● EXTRAIT:

Après presque cinq ans à piloter la plus grande et l’une des plus anciennes missions de maintien de la paix de l’ONU en RDC , Bintou Keita a plié bagage ce dimanche. Une sortie par la petite porte, en avance sur le calendrier, qui laisse derrière elle une mission en pleine contraction et un conflit qui s’étend comme une tache d’huile.
Un départ « personnel » qui sent le soufre
La ligne officielle est impeccable : un départ pour « raisons personnelles ». La Monusco y tient, le secrétaire général Antonio Guterres approuve, et la porte-parole martèle le message. Un exercice de communication aussi huilé que le mécanisme de retrait progressif de la mission.
Pourtant, dans les couloirs feutrés de New York et les ruelles animées de Kinshasa, les rumeurs bourdonnent. Des « enquêtes internes » seraient en cours. La mission dément, bien sûr. Mais dans une mission souvent accusée d’opacité, le doute s’installe aussi facilement qu’un contingent. Toujours est-il que Mme Keita, qui avait déjà failli partir en février, a finalement choisi une retraite anticipée, direction Paris. Un timing qui évite soigneusement la prochaine tempête politique congolaise.

Enregistrements sources
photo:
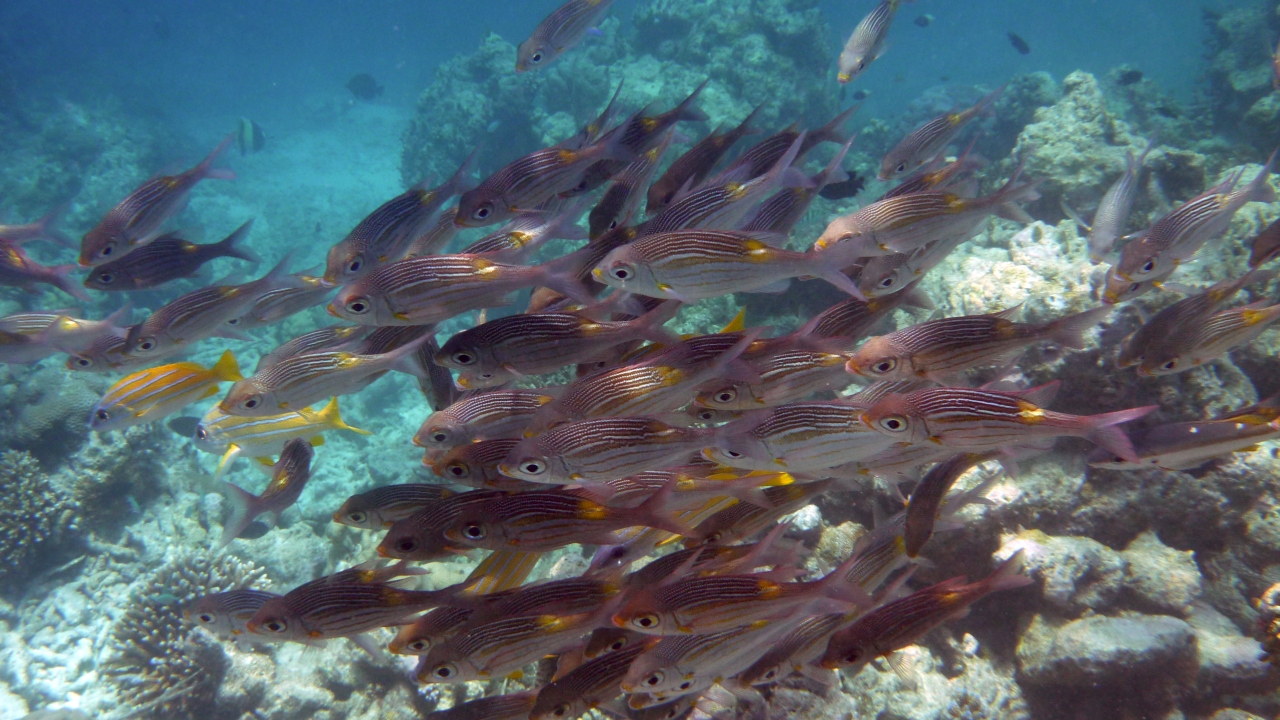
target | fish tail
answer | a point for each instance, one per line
(227, 369)
(229, 246)
(1069, 331)
(1102, 431)
(243, 511)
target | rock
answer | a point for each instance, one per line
(1102, 651)
(1159, 578)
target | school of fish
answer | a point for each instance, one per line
(673, 456)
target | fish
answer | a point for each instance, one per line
(796, 437)
(1265, 246)
(17, 269)
(696, 264)
(691, 169)
(250, 136)
(530, 181)
(233, 436)
(323, 338)
(927, 141)
(289, 477)
(138, 218)
(545, 520)
(419, 291)
(385, 235)
(903, 621)
(165, 259)
(908, 222)
(1185, 446)
(364, 86)
(1180, 233)
(485, 415)
(1115, 206)
(200, 314)
(224, 614)
(511, 706)
(586, 687)
(944, 350)
(1019, 44)
(867, 42)
(150, 395)
(1207, 338)
(600, 449)
(970, 420)
(621, 201)
(558, 32)
(382, 507)
(302, 381)
(926, 501)
(528, 345)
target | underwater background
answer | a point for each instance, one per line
(1147, 583)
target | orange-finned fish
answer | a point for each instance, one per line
(558, 32)
(972, 420)
(150, 395)
(138, 218)
(904, 621)
(289, 477)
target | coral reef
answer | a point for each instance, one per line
(164, 668)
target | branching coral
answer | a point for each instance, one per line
(163, 668)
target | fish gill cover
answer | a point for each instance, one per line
(946, 390)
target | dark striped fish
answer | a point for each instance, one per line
(558, 32)
(1179, 235)
(586, 687)
(691, 169)
(798, 437)
(298, 382)
(927, 141)
(512, 706)
(165, 259)
(388, 232)
(1208, 338)
(867, 42)
(696, 264)
(382, 507)
(503, 349)
(487, 415)
(602, 449)
(901, 623)
(314, 341)
(419, 291)
(289, 477)
(972, 420)
(944, 350)
(200, 314)
(137, 219)
(926, 500)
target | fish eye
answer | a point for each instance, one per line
(894, 423)
(645, 621)
(885, 365)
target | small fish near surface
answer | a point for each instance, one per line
(250, 136)
(365, 87)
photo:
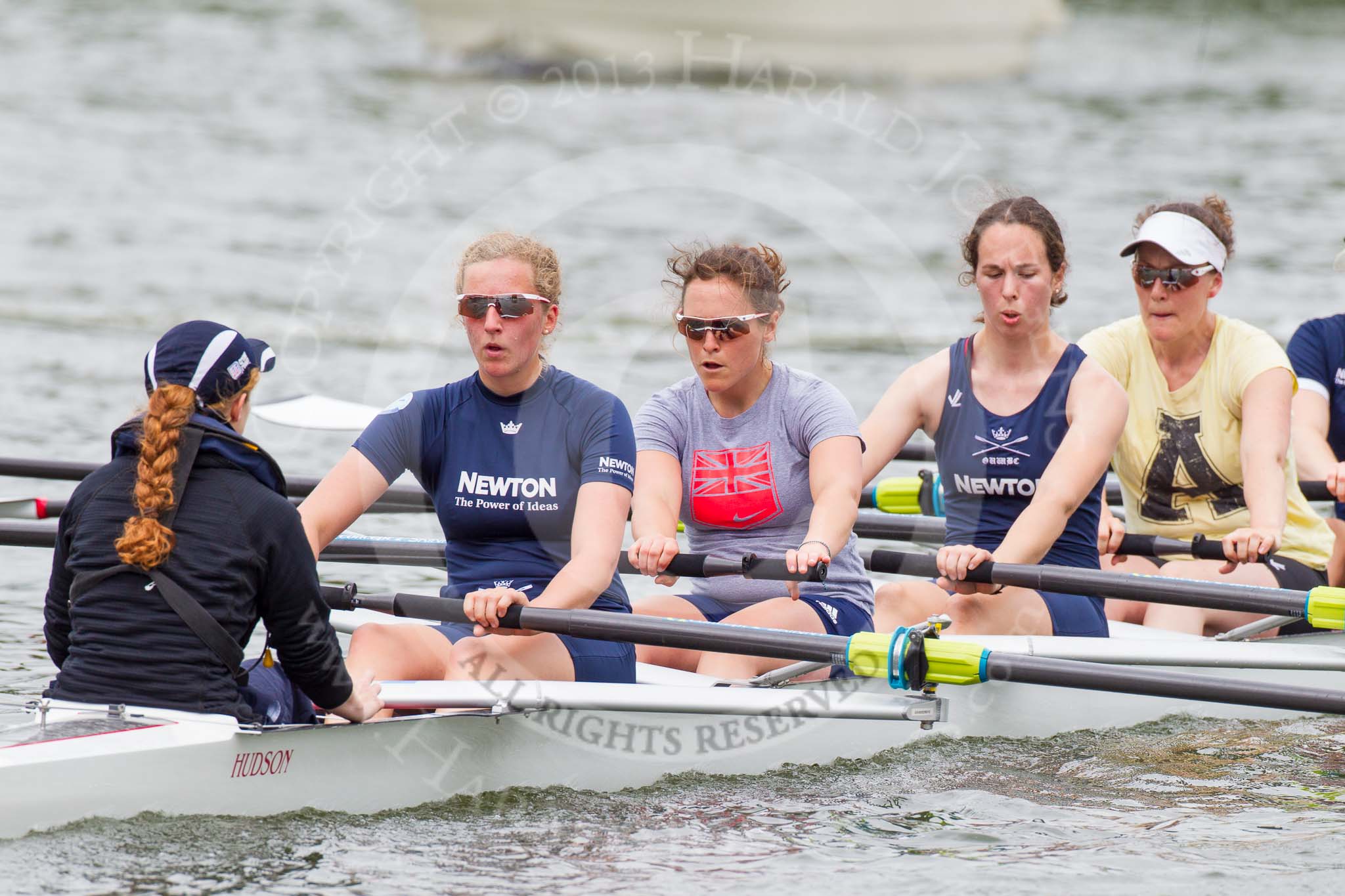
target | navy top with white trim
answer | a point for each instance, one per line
(992, 464)
(505, 472)
(1317, 352)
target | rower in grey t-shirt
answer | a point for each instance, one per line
(745, 479)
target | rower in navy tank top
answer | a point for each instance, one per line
(1024, 427)
(990, 467)
(1317, 352)
(990, 464)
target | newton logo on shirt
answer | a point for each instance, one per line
(506, 485)
(617, 465)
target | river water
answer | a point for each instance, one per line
(305, 172)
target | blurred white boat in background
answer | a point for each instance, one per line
(873, 39)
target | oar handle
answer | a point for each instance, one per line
(1188, 593)
(749, 566)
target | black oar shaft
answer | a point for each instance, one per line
(875, 524)
(1156, 545)
(615, 626)
(29, 535)
(1095, 676)
(1184, 593)
(396, 496)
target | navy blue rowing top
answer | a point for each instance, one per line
(1317, 352)
(990, 465)
(505, 472)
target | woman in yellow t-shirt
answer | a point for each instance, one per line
(1206, 448)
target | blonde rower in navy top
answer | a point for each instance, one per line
(1024, 426)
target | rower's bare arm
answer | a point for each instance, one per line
(834, 467)
(1312, 421)
(346, 492)
(600, 512)
(1265, 446)
(1097, 410)
(654, 508)
(1264, 450)
(911, 403)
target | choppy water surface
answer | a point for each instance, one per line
(307, 174)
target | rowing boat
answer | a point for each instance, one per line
(64, 762)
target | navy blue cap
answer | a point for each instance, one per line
(205, 356)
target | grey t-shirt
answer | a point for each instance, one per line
(745, 479)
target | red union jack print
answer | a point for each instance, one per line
(734, 488)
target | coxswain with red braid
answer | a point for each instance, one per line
(167, 557)
(1024, 425)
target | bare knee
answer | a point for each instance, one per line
(372, 641)
(966, 612)
(906, 603)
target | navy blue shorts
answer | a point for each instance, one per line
(1072, 616)
(838, 616)
(1076, 616)
(594, 660)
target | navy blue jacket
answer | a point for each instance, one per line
(241, 553)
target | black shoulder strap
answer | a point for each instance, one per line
(204, 625)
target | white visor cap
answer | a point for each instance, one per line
(1185, 240)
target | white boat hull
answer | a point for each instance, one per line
(183, 763)
(868, 38)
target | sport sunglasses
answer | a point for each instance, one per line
(509, 305)
(1173, 278)
(725, 328)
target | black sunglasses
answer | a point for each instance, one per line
(725, 328)
(1173, 278)
(509, 305)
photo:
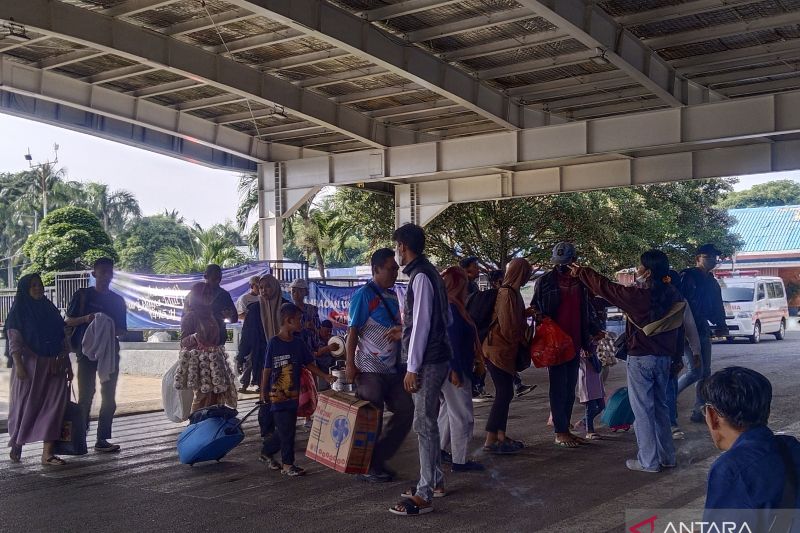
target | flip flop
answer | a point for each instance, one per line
(570, 444)
(54, 461)
(15, 454)
(409, 507)
(410, 493)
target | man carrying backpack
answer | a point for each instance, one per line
(701, 290)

● SÉRIE DE TÂCHES:
1. Répondez aux questions suivantes d'après l'extrait :
(a) Pendant combien de temps Bintou Keita a-t-elle piloté la mission de l'ONU en RDC ?
(b) Quelle raison officielle est donnée pour son départ ?
(c) Vers quelle ville se dirige-t-elle pour sa retraite anticipée ?
2. Relevez tous les pays et toutes les villes nommés dans l'extrait.
3. Réécrivez l'extrait de « Après presque cinq » à « de la mission. » en remplaçant « dimanche » par « samedi ».

● SÉRIE DE RÉPONSES:
1.
(a) Presque cinq ans.
(b) Des « raisons personnelles ».
(c) Paris.

2. RDC, New York, Kinshasa, Paris

3.
Après presque cinq ans à piloter la plus grande et l’une des plus anciennes missions de maintien de la paix de l’ONU en RDC , Bintou Keita a plié bagage ce samedi. Une sortie par la petite porte, en avance sur le calendrier, qui laisse derrière elle une mission en pleine contraction et un conflit qui s’étend comme une tache d’huile.
Un départ « personnel » qui sent le soufre
La ligne officielle est impeccable : un départ pour « raisons personnelles ». La Monusco y tient, le secrétaire général Antonio Guterres approuve, et la porte-parole martèle le message. Un exercice de communication aussi huilé que le mécanisme de retrait progressif de la mission.